■ Source passage:
--

Very clean simplified DP solution 0ms in C++ using O(1) space


  • 0

    Brief explanation:

    • there are two different solutions, while the latter one is far better but its perspective is quite different from the first;

    • pre and cur will be the maximal amount of money he can rob till house i-2 and i.


    class Solution {
    private:
        int rob1(vector<int>& nums, int begin, int end) 
        {
            int size = end-begin+1;
            if(size == 1) return nums[begin];
            int robbed[size]{0};
            robbed[0] = nums[begin];
            robbed[1] = nums[begin+1];
            int maxRob = max(robbed[0], robbed[1]);
            for(int i = 2; i < size; ++i) //robbed[i] is the maximum ends with house[i] (house[i] is robbed too);
            {
                robbed[i] = robbed[i-1];
                for(int j = i-2; j >= 0; --j)
                    robbed[i] = max(robbed[i], robbed[j]+nums[i+begin]);
                maxRob = max(maxRob, robbed[i]);
            }
            return maxRob;
        }
    public:
        int rob(vector<int>& nums)

--

■ Records:
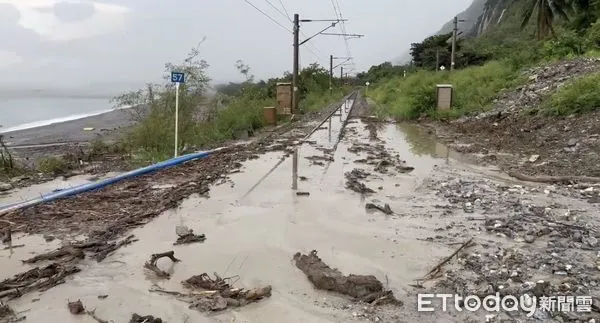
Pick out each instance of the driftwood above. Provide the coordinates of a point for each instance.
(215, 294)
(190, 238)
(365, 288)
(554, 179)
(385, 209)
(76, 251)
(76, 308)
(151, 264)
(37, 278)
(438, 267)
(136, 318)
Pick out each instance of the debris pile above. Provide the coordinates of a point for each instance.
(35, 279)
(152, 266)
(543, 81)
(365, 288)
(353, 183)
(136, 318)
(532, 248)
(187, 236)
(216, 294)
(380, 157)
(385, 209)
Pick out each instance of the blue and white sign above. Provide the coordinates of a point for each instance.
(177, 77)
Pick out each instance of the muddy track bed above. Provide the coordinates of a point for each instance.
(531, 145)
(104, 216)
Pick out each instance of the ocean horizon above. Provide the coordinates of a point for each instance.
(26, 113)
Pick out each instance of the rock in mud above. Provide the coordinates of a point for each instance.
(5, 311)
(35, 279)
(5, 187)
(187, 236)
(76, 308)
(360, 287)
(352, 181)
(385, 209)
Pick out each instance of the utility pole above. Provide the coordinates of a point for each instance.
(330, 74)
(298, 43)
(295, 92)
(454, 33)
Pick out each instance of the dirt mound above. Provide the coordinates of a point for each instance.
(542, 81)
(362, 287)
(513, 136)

--

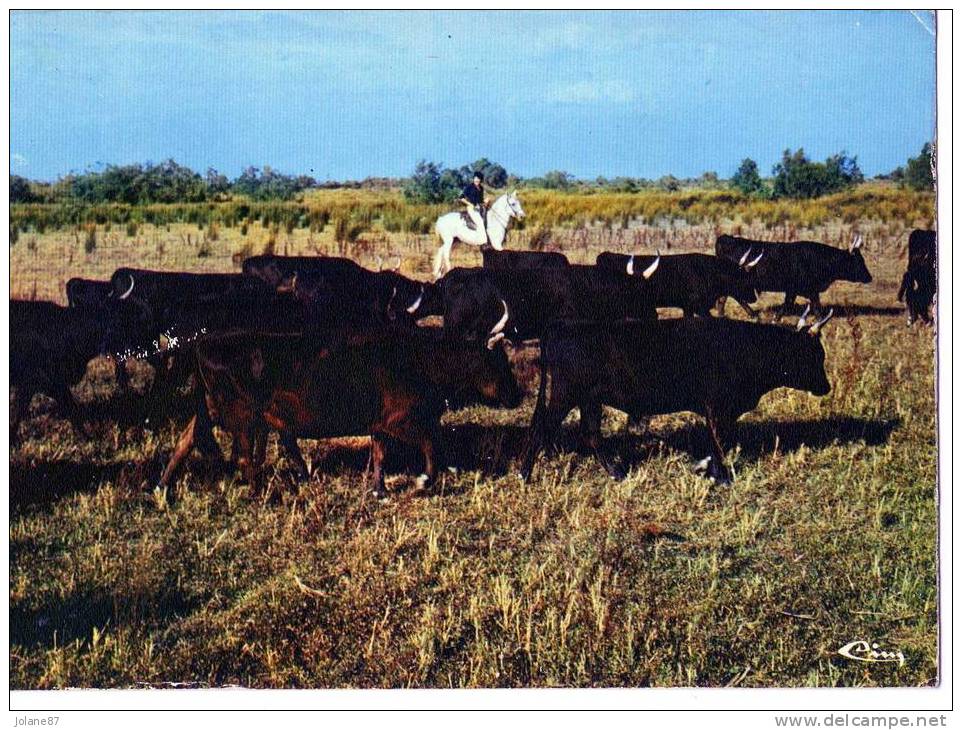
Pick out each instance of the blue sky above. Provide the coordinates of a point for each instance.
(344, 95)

--

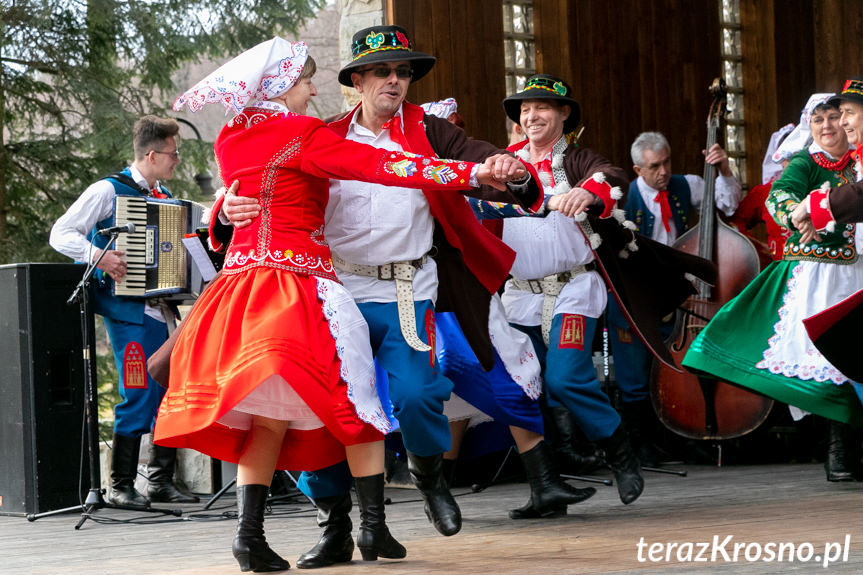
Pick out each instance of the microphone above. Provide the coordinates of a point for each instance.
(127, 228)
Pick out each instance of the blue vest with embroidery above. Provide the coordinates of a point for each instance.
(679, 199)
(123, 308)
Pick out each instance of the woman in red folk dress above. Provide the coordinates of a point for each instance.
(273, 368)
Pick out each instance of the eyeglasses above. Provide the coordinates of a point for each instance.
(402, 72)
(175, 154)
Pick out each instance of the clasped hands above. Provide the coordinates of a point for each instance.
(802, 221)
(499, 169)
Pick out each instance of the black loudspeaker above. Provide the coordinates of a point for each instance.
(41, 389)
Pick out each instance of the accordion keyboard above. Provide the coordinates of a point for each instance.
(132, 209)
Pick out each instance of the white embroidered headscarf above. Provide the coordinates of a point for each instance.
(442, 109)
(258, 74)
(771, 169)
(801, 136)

--

■ Actions to take:
1. Reproduce the portion of the house-robbing post above, starting with "Very clean simplified" and going on through "house i-2 and i.".
2. In the house-robbing post above, what does the comment on the loop in rob1 say robbed[i] holds, and why does the update of robbed[i] therefore add nums[i+begin]?

■ Correct answers:
1.
Very clean simplified DP solution 0ms in C++ using O(1) space


  • 0

    Brief explanation:

    • there are two different solutions, while the latter one is far better but its perspective is quite different from the first;

    • pre and cur will be the maximal amount of money he can rob till house i-2 and i.

2. The comment says robbed[i] is the maximum amount ending with house[i], with house[i] itself robbed too. Because house[i] counts as robbed in that total, its money, nums[i+begin], is added to the earlier amount robbed[j].